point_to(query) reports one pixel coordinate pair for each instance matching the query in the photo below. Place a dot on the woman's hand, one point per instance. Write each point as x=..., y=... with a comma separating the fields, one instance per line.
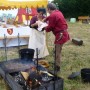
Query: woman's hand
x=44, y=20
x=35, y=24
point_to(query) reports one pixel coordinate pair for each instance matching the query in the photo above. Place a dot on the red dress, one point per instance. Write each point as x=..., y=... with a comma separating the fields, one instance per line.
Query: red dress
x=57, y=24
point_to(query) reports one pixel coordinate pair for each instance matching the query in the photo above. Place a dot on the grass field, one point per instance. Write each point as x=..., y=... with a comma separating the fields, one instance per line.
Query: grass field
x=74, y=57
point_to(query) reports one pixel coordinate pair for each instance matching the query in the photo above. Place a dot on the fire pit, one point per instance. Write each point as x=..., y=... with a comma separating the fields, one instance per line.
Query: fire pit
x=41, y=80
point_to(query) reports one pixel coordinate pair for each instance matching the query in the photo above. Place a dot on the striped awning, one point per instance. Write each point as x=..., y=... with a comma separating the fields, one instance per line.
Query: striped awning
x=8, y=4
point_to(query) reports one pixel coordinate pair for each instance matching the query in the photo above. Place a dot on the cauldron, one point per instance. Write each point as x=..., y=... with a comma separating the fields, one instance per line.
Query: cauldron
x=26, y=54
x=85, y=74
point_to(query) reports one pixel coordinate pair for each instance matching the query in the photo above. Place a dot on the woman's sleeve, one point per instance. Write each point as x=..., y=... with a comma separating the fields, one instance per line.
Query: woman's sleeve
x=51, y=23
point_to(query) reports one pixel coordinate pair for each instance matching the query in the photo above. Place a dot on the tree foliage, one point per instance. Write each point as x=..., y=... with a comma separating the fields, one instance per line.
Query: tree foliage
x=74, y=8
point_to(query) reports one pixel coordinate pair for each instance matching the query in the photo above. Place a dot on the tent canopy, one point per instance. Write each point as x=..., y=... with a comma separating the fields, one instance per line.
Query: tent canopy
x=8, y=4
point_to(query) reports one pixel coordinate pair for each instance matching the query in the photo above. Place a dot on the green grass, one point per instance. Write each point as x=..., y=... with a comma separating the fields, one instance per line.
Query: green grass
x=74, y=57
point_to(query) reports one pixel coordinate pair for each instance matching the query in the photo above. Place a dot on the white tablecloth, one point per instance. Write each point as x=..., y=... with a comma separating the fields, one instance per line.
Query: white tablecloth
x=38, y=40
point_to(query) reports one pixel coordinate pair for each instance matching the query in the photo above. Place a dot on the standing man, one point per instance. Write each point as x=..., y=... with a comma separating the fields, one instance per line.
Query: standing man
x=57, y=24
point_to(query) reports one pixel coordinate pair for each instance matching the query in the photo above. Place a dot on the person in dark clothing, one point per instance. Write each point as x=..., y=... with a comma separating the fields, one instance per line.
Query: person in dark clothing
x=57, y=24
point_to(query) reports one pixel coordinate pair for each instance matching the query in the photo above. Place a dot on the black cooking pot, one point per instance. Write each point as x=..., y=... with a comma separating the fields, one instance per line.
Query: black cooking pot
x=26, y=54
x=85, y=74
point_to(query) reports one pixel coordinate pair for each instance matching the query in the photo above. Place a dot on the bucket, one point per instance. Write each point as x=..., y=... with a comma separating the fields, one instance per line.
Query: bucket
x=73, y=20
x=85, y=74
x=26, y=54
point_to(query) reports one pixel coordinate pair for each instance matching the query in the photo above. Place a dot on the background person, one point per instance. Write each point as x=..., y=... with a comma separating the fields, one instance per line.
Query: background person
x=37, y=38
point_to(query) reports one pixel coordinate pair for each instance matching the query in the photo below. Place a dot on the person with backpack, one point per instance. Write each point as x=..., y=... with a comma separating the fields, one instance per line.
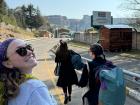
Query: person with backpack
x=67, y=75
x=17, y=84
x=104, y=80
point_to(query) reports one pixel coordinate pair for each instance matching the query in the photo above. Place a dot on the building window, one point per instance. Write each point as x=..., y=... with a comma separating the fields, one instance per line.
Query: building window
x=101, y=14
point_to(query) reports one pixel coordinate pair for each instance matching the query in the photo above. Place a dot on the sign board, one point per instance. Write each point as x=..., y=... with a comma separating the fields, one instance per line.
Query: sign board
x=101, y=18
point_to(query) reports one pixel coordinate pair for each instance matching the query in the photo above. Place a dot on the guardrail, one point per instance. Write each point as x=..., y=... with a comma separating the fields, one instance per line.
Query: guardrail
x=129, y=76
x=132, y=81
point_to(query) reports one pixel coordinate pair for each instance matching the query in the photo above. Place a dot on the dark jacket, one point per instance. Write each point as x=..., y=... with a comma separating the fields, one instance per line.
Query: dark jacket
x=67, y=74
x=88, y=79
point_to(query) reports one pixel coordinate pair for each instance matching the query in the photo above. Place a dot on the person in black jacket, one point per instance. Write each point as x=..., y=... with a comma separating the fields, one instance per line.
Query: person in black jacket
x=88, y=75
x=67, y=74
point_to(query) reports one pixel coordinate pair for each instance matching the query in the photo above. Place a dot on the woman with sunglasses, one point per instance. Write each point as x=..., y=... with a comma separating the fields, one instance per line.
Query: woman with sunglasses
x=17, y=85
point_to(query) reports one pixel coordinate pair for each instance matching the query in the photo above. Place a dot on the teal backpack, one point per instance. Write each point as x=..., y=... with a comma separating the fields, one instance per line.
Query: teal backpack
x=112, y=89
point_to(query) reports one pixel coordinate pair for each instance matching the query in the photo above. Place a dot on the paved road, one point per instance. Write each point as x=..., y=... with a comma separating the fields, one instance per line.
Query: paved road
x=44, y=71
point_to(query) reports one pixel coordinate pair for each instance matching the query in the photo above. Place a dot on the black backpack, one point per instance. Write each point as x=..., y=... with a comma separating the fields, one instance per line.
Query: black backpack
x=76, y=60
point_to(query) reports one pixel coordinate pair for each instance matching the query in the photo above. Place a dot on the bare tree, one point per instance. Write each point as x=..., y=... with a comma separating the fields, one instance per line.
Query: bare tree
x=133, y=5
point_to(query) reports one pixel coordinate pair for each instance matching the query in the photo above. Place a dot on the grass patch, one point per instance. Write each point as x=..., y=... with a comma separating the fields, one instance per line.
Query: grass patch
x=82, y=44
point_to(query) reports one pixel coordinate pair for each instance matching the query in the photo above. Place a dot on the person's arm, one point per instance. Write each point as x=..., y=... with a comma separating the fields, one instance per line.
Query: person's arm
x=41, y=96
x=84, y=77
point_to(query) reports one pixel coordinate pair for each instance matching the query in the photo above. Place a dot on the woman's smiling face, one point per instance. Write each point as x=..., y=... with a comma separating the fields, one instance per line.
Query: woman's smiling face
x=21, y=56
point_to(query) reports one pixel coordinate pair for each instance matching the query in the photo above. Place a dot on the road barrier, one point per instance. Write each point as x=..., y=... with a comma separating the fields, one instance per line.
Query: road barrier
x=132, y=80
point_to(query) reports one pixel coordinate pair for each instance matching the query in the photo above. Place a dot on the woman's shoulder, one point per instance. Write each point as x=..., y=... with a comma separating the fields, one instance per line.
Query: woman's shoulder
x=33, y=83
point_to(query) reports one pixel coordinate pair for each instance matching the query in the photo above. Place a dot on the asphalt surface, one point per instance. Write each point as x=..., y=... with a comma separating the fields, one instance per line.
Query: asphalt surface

• [Exercise brief]
Without the pictures, repeat the listing above exactly.

• [Response to this task]
point_to(query) reports one pixel coordinate pair for each instance matching the query in the photo below. Place a dot on the woman's hand, one point per instance. Write each point as x=..., y=... with a comma separating the fields, one instance per line.
Query: woman's hand
x=44, y=20
x=35, y=24
point_to(query) reports one pixel coordinate pair for each instance matching the query in the photo above. Place a dot on the red dress, one point per instance. Write each point as x=..., y=... with a comma separating the fields, one instance per line.
Query: red dress
x=57, y=24
point_to(query) reports one pixel coordinate pair for each instance matching the query in the photo above. Place a dot on the grass field, one point per instance. Write each point as x=..., y=... with a comma separating the fields, one instance per line.
Query: grass field
x=74, y=57
point_to(query) reports one pixel coordinate pair for each instance matching the query in the photo above. Place a dot on the fire pit, one point per instance. Write each point as x=..., y=... with a comma separating the fields, one instance per line.
Query: fire pit
x=41, y=80
point_to(query) reports one pixel coordinate pair for each instance matching the query in the photo above. Place a dot on the striped awning, one point per instance. Write each point as x=..., y=... with a comma separating the fields, one instance per line.
Query: striped awning
x=8, y=4
point_to(query) reports one pixel coordinate pair for each instance matching the query in the photo above. Place a dot on the cauldron, one point per instance. Write each point as x=..., y=... with a comma separating the fields, one instance per line.
Query: cauldron
x=26, y=54
x=85, y=74
point_to(query) reports one pixel coordinate pair for each instance matching the query in the photo above. Place a dot on the woman's sleeve, one point per instance. Write each point as x=..., y=... with a comma separating the fields, one instance per line.
Query: woman's sleeve
x=51, y=23
point_to(query) reports one pixel coordinate pair for each instance matching the query in the photo above. Place a dot on the tree foliage, one point per instance. Write each point as x=..., y=... with a comma separating the fields, one instance per line.
Query: tree foliage
x=74, y=8
point_to(query) reports one pixel coordinate pair for each instance matching the query in the photo above. Place a dot on the tent canopy, one point per instance. Write each point as x=..., y=... with a comma separating the fields, one instance per line.
Query: tent canopy
x=8, y=4
point_to(query) reports one pixel coordinate pair for each instance matching the query in the photo above. Place a dot on the green grass, one point per instance. Write each point as x=..., y=... with a comma separating the fields, one instance per line.
Query: green grass
x=74, y=57
point_to(query) reports one pixel coordinate pair for each instance matching the query in the photo above. Place a dot on the white tablecloth, one point per instance. Write each point as x=..., y=... with a comma separating the fields, one instance per line.
Query: white tablecloth
x=38, y=40
point_to(query) reports one pixel coordinate pair for each instance matching the query in the photo above. Place a dot on the standing man, one point per instance. Write each point as x=..., y=... with a comma separating the fields, one instance per line.
Query: standing man
x=57, y=24
point_to(query) reports one pixel coordinate pair for each instance matching the query in the photo above. Place a dot on the person in dark clothing, one point per instance. Write each point as x=..., y=... with a comma separating the fields, one instance per line.
Query: person in dark clothing
x=57, y=24
point_to(query) reports one pixel coordinate pair for each instance matching the query in the photo above. Place a dot on the black cooking pot, one point per instance. Write each point as x=..., y=... with a comma separating the fields, one instance per line.
Query: black cooking pot
x=26, y=54
x=85, y=74
point_to(query) reports one pixel coordinate pair for each instance matching the query in the photo above. Place a dot on the bucket, one point per instance. Write each point as x=..., y=... with a comma separating the fields, one instance per line.
Query: bucket
x=73, y=20
x=85, y=74
x=26, y=54
point_to(query) reports one pixel coordinate pair for each instance matching the query in the photo above. Place a dot on the background person, one point per instance. Write each point as x=..., y=... with a comma separating the fields, one instance per line.
Query: background person
x=37, y=38
point_to(query) reports one pixel coordinate pair for each instance matching the query in the photo below. Place a dot on the person with backpack, one point per instance. Write each point as x=..., y=... with a comma separating the fields, one instance per line.
Query: person with backpack
x=67, y=75
x=17, y=84
x=104, y=80
point_to(query) reports one pixel coordinate pair for each instance matching the query in the photo above. Place a dot on the building window, one point per instance. Write each point as x=..., y=... with a comma separating the fields, one instance per line.
Query: building window
x=101, y=14
point_to(query) reports one pixel coordinate pair for each instance matching the query in the photo above. Place a dot on the sign board, one point per instance. Write each point as x=..., y=... with a comma separating the fields, one instance per line.
Query: sign board
x=101, y=18
point_to(query) reports one pixel coordinate pair for each instance matching the query in the photo above. Place a dot on the guardrail, one point per instance. Write each point as x=..., y=... with a comma separating the fields, one instance per line.
Query: guardrail
x=129, y=76
x=132, y=81
point_to(query) reports one pixel coordinate pair for each instance matching the query in the photo above. Place a dot on the dark jacket, one point per instance. Write each point as x=..., y=... with a comma separating the fields, one instance per line.
Query: dark jacket
x=67, y=74
x=88, y=79
point_to(query) reports one pixel coordinate pair for each instance matching the query in the photo above. Place a dot on the person in black jacket, one point per instance. Write each point as x=..., y=... with a comma separating the fields, one instance per line.
Query: person in black jacket
x=88, y=75
x=67, y=74
point_to(query) reports one pixel coordinate pair for each instance matching the query in the photo above. Place a dot on the woman with sunglasses, one point per instance. Write each point as x=..., y=... with a comma separating the fields, one instance per line.
Query: woman with sunglasses
x=17, y=85
point_to(query) reports one pixel coordinate pair for each instance matching the query in the photo above. Place a dot on the teal backpack, one point per instance. Write each point as x=..., y=... with a comma separating the fields, one instance per line.
Query: teal backpack
x=112, y=89
point_to(query) reports one pixel coordinate pair for each instance matching the query in the photo above. Place a dot on the paved road, one point per instance. Write each point as x=..., y=... with a comma separating the fields, one instance per line.
Query: paved road
x=44, y=71
point_to(query) reports one pixel coordinate pair for each instance matching the query in the photo above. Place a dot on the black backpack, one point per instance. Write each point as x=..., y=... with a comma separating the fields, one instance per line.
Query: black backpack
x=76, y=60
point_to(query) reports one pixel coordinate pair for each instance matching the query in the photo above. Place a dot on the bare tree, one point per instance. Write each point as x=..., y=... with a comma separating the fields, one instance per line.
Query: bare tree
x=133, y=5
point_to(query) reports one pixel coordinate pair for each instance matching the query in the photo above. Place a dot on the grass patch, one point per instance. Write each point as x=..., y=... with a comma separating the fields, one instance per line.
Query: grass patch
x=82, y=44
point_to(query) reports one pixel coordinate pair for each instance matching the query in the photo above. Place a dot on the person's arm, one point per instance. Write each point as x=..., y=... with a comma separating the fields, one instance per line.
Query: person's arm
x=41, y=96
x=84, y=77
point_to(query) reports one pixel coordinate pair for each instance matching the query in the photo above. Place a dot on the woman's smiling face, one point per instance. Write each point as x=..., y=... with a comma separating the fields, one instance per line.
Query: woman's smiling face
x=21, y=56
point_to(query) reports one pixel coordinate pair for each instance matching the query in the photo above. Place a dot on the road barrier, one point per instance. Write each point as x=..., y=... with a comma separating the fields, one instance per line.
Query: road barrier
x=132, y=80
point_to(query) reports one pixel coordinate pair for each instance matching the query in the photo above. Place a dot on the woman's shoulder, one point per instance. Write each point as x=..., y=... with a comma separating the fields, one instance per line.
Query: woman's shoulder
x=33, y=83
point_to(query) reports one pixel coordinate pair for each instance matching the query in the photo above. Place a dot on the asphalt surface, one point per instance. Write each point as x=..., y=... with a comma separating the fields, one instance per line.
Query: asphalt surface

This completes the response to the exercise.